* _Short task_
Repeat the material below exactly, line for line.

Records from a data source
※
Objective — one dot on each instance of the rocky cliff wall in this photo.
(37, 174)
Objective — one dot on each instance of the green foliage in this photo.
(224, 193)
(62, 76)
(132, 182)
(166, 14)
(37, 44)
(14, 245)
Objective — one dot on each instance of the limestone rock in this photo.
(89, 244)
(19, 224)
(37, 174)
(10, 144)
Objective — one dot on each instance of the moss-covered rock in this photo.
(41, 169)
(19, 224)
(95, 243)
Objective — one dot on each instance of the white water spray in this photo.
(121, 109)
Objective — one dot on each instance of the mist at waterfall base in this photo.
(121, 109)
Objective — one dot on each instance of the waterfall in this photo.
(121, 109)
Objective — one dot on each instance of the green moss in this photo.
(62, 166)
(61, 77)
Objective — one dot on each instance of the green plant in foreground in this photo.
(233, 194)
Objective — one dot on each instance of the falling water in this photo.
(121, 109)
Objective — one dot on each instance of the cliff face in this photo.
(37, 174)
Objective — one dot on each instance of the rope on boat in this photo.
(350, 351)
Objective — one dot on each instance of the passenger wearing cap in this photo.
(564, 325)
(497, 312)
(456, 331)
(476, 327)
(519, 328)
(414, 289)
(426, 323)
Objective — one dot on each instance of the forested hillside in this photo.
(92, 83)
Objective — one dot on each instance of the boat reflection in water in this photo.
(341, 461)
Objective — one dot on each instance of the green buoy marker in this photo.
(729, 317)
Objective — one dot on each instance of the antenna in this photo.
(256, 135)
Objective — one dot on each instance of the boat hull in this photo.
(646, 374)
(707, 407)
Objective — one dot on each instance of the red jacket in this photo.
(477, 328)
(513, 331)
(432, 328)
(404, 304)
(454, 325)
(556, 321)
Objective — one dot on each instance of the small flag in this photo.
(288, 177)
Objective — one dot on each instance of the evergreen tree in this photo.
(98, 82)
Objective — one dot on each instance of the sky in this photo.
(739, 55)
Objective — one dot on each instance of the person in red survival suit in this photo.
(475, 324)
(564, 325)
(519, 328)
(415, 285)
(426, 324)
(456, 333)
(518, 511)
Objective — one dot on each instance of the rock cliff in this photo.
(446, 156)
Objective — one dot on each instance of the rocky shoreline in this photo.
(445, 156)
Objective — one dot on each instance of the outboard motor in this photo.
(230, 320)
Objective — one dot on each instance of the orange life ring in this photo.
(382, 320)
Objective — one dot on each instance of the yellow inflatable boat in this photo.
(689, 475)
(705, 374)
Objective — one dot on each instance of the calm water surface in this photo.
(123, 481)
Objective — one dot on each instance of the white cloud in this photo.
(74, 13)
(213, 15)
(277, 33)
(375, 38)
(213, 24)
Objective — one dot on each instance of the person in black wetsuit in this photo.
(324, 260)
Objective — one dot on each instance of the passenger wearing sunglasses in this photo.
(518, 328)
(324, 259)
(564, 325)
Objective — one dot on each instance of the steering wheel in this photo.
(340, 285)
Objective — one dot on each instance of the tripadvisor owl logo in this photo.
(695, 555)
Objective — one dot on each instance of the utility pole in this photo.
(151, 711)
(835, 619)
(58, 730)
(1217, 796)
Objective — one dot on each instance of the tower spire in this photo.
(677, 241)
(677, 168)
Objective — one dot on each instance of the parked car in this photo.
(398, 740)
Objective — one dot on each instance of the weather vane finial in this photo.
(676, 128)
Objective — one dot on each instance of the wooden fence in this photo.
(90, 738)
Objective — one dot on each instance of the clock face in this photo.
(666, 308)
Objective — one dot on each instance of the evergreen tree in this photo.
※
* _Answer to the exercise_
Objective — one dot on each instance of the rocky cliff wall in this photo.
(37, 174)
Objective — one dot on each instance of the green foliage in this photo.
(224, 193)
(62, 76)
(132, 182)
(166, 14)
(37, 44)
(14, 245)
Objective — one dot on each instance of the limestone rock in this photo.
(89, 244)
(19, 224)
(37, 174)
(10, 144)
Objective — one dot on each instance of the moss-covered rock in this photo.
(41, 169)
(19, 224)
(95, 243)
Objective — one dot on each instance of the white water spray in this photo.
(121, 109)
Objective — one dot on each instance of the mist at waterfall base in this photo.
(121, 109)
Objective — one dot on each instance of the waterfall in this photo.
(121, 109)
Objective — one dot on each instance of the green moss in this photo.
(62, 166)
(61, 77)
Objective — one dot on each instance of the green plant in foreground in this photo.
(233, 194)
Objective — one dot on each instance of the falling water in this photo.
(121, 109)
Objective — one dot on each instance of the cliff face in this photo.
(37, 174)
Objective — one dot on each instance of the rope on boat in this photo.
(350, 351)
Objective — one dot on each instance of the passenger wearing cap in this photo.
(564, 325)
(497, 312)
(456, 331)
(476, 327)
(519, 328)
(414, 289)
(426, 323)
Objective — one dot on each instance of the forested hillside in this photo.
(92, 83)
Objective — one dot on each instance of the boat reflection in water in this photo.
(341, 461)
Objective — one dot on each instance of the green buoy marker in this photo.
(729, 317)
Objective — one dot on each instance of the antenna in this photo.
(256, 135)
Objective — one dot on each instance of the boat hull in this photo.
(646, 374)
(707, 407)
Objective — one dot on each instance of the red jacket in this photo.
(477, 328)
(513, 331)
(432, 328)
(404, 304)
(454, 325)
(556, 321)
Objective — one dot on each instance of the small flag in this photo.
(288, 177)
Objective — one dot on each instance of the evergreen tree in this photo.
(98, 82)
Objective — one dot on each instance of the sky in this photo.
(739, 55)
Objective — one dot on each instance of the person in red survival suit in this photo.
(475, 324)
(564, 325)
(519, 328)
(415, 285)
(426, 324)
(456, 333)
(518, 511)
Objective — one dot on each instance of the rock cliff in this photo.
(446, 156)
Objective — one dot on each instance of the rocky shoreline in this photo.
(445, 156)
Objective — one dot on each instance of the outboard motor in this photo.
(230, 320)
Objective — one dot on each instance of the orange life ring in this photo.
(382, 320)
Objective — one dot on each instance of the yellow inflatable boat in this photo.
(689, 475)
(705, 374)
Objective — one dot on each instance of the calm water surface in this photo.
(123, 481)
Objective — one dot on each instance of the white cloud in this photo.
(74, 13)
(213, 15)
(277, 33)
(375, 38)
(213, 24)
Objective — one dot on each instance of the person in black wetsuit in this photo.
(324, 260)
Objective — one dot on each instance of the passenger wearing sunglasses in this photo.
(518, 328)
(324, 259)
(564, 325)
Objective — one dot on each instance of the steering wheel in this photo.
(340, 285)
Objective — one dot on each instance of the tripadvisor owl logo in this photo.
(695, 555)
Objective — one dot on each instance of the utility pole in this photo.
(151, 711)
(835, 619)
(58, 730)
(1217, 796)
Objective — one dot on each instance of the tower spire in this photo.
(677, 241)
(677, 168)
Objective — one dot on each instance of the parked car in this photo.
(398, 740)
Objective — one dot on each instance of the weather vane finial in this photo.
(676, 128)
Objective — one dot on each instance of the wooden fence in this photo.
(90, 738)
Objective — one dot on each instance of the clock face in this photo.
(666, 308)
Objective — one dot on each instance of the evergreen tree in this photo.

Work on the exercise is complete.